__TO DO__
Copy out the records from the line that contains "Objective — for every instance of the bridge" through the line that contains "(476, 1106)", each request included, and adjust every coordinate in the answers by adding -18 to it.

__TASK INPUTS__
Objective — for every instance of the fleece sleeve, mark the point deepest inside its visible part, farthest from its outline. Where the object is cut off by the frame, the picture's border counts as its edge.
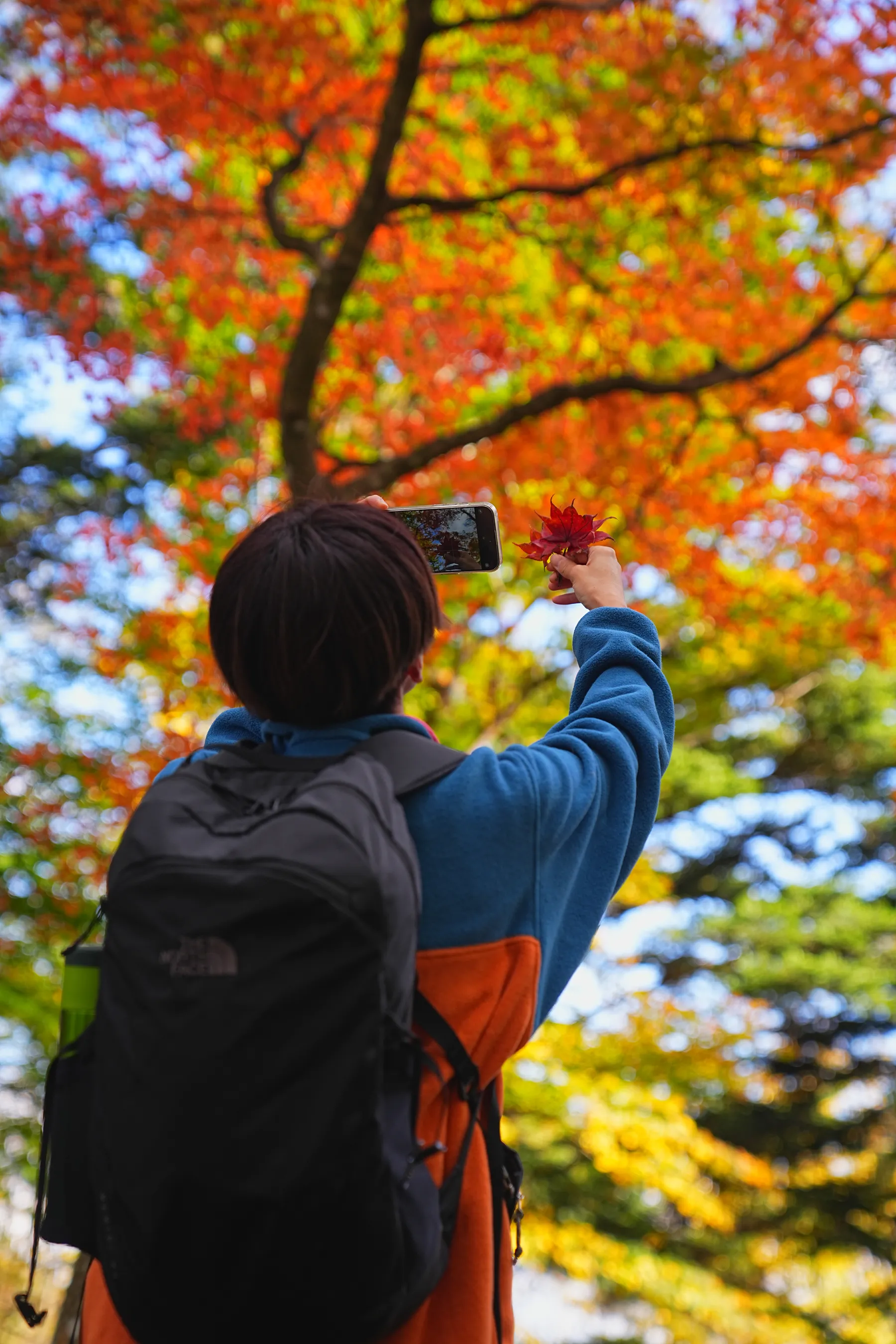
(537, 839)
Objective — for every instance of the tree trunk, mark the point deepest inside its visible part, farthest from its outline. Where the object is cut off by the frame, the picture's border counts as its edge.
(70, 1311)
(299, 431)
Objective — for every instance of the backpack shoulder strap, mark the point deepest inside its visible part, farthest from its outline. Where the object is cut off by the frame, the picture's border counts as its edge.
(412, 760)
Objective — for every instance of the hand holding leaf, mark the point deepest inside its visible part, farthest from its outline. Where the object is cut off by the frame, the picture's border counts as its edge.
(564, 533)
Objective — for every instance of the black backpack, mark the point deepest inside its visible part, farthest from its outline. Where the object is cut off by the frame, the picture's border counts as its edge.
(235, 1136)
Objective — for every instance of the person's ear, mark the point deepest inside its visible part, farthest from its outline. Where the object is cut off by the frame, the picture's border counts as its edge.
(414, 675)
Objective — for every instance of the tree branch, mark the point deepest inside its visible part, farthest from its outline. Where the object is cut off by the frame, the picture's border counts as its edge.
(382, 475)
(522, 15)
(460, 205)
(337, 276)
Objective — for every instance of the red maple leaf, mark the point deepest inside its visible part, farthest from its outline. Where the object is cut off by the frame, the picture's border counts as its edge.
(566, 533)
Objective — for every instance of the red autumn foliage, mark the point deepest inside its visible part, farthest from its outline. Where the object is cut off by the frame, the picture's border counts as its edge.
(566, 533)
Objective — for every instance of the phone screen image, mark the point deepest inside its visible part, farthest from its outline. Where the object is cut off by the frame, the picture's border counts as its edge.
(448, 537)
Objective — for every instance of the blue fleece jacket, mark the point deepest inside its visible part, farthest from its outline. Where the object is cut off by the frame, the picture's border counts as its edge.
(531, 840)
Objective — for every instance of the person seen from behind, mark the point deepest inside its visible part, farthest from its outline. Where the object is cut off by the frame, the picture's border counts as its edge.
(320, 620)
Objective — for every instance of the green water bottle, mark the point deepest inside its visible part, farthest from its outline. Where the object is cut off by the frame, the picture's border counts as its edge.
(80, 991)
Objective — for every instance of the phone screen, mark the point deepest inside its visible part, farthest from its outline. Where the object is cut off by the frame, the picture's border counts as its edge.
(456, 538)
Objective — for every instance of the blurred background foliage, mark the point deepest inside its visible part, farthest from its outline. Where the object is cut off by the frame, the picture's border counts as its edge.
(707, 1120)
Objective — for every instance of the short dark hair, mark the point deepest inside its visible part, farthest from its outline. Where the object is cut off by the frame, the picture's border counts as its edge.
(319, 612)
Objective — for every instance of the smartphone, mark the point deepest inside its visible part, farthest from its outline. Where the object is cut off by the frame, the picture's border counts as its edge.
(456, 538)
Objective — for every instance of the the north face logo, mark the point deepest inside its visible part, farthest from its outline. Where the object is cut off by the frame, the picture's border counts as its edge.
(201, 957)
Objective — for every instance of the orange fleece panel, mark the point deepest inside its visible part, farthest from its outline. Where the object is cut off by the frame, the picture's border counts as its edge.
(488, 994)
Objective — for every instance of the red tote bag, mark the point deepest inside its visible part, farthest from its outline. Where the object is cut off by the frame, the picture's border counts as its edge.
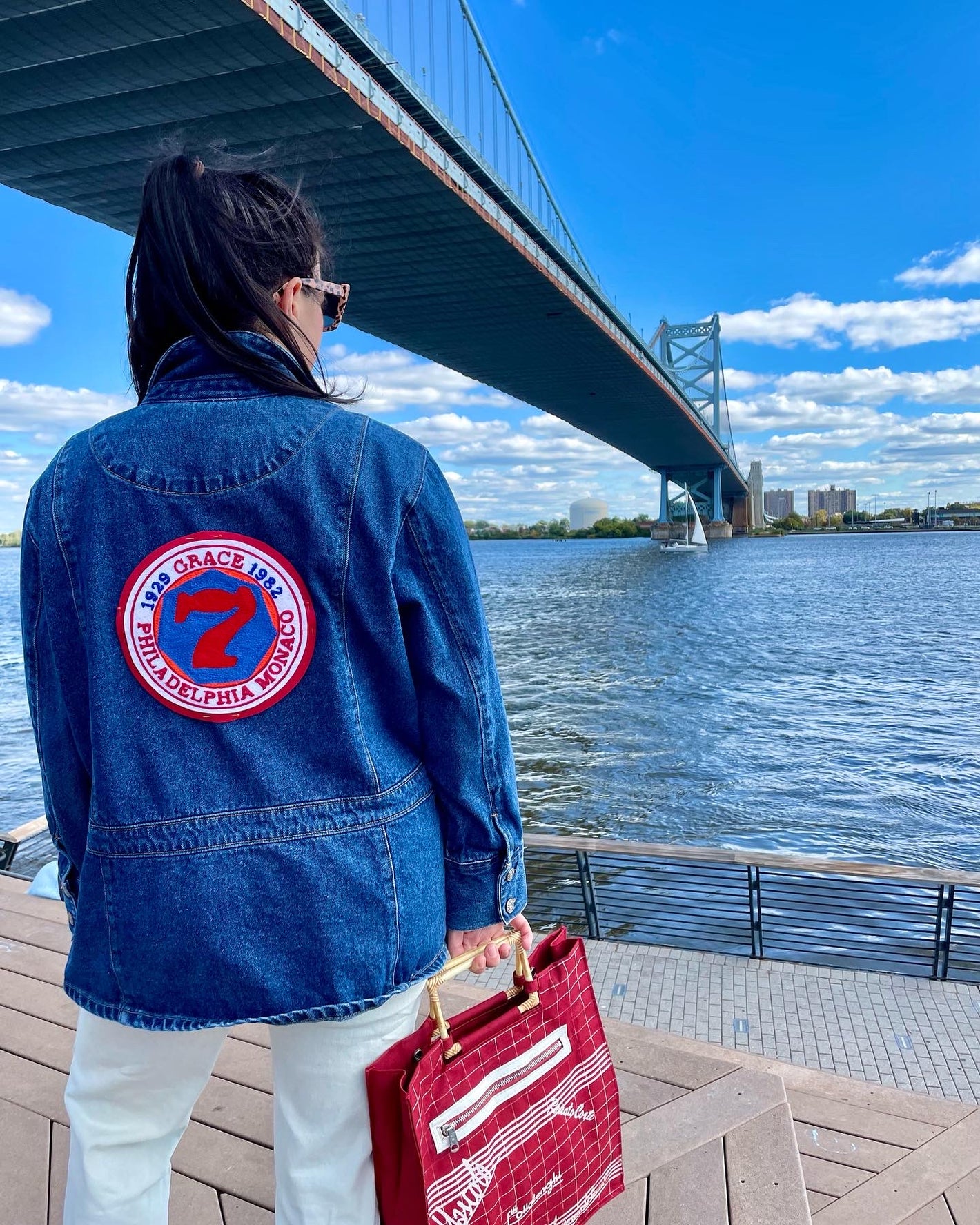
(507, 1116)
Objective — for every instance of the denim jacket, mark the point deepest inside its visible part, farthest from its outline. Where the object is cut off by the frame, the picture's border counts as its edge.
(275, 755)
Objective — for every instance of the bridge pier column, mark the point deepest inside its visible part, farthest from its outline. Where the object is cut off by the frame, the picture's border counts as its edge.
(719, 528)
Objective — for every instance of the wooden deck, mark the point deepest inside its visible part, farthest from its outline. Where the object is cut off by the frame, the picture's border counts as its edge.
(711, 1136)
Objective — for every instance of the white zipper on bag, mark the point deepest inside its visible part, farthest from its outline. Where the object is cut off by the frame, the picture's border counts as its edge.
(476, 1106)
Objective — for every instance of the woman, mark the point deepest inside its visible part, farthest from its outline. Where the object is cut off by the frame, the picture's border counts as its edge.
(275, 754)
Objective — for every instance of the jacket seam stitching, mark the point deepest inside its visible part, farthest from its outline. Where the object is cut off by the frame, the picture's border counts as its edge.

---

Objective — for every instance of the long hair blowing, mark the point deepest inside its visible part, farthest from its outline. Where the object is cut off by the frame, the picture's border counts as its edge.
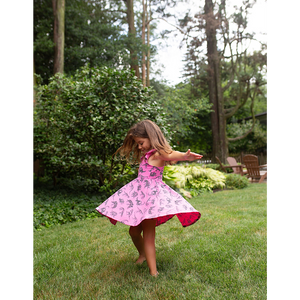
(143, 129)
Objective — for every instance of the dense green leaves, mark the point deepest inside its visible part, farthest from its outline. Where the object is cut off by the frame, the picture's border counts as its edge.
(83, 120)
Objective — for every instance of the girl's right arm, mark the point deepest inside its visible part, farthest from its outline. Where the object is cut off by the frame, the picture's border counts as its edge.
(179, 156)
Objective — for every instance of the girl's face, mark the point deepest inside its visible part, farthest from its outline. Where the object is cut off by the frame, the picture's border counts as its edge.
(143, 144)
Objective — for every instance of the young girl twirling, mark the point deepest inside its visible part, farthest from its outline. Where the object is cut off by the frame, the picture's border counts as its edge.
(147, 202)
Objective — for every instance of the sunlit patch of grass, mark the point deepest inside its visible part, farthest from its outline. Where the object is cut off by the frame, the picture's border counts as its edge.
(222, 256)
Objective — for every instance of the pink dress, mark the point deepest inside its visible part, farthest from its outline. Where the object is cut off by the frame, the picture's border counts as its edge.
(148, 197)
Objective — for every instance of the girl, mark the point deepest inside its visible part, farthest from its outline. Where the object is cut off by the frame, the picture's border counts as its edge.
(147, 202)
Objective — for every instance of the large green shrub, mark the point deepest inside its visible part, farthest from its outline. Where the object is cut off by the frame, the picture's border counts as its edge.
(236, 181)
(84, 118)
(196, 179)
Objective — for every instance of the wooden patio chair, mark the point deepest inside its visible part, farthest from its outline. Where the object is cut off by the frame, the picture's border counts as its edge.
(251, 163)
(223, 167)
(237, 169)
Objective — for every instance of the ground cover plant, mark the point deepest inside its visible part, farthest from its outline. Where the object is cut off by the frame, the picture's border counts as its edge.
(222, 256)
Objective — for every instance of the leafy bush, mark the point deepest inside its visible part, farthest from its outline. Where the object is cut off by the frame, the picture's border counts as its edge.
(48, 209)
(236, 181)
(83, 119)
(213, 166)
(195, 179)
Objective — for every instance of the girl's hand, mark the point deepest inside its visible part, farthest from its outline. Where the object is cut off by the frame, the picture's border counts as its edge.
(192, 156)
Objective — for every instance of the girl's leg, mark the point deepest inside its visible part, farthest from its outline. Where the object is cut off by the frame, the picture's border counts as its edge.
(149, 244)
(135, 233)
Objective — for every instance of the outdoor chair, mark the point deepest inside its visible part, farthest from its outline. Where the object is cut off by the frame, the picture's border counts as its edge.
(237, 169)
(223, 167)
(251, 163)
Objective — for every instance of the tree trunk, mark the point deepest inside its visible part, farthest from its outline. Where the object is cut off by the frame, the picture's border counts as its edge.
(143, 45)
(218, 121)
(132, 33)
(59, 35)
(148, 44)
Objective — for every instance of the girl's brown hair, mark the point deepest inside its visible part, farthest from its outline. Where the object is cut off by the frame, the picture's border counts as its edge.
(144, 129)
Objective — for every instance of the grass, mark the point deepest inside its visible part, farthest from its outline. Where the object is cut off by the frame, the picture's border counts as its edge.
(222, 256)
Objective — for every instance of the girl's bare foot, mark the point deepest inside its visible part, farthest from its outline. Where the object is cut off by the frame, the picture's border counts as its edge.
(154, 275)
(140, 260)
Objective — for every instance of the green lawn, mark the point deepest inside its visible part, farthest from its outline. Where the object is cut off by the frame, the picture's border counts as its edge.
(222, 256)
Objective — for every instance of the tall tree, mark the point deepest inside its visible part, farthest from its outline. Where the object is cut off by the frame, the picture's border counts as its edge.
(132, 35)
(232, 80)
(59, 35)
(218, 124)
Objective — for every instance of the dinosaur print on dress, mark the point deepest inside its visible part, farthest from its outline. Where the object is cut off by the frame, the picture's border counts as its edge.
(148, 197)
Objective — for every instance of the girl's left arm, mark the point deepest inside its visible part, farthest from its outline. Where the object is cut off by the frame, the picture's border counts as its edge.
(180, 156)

__THE SOLUTION__
Objective — for every instance of the bridge pier column, mark the point deepest inside its visible part, farthest from its outline. Where the object is cut off by the frame, the picture's border counts as its edge.
(701, 510)
Objective — for every instance of the wooden deck, mark the point deepest inside its visible part, farthest from its outline. Where the object is cut off by the frame, the picture's border counts as its edge.
(693, 1118)
Objective — for every instance of the white zipper on bag, mark the point deepest inside its visible part, farthest from its outline. Where the object is cut off by the frame, the picture's border counts as its edge.
(458, 1088)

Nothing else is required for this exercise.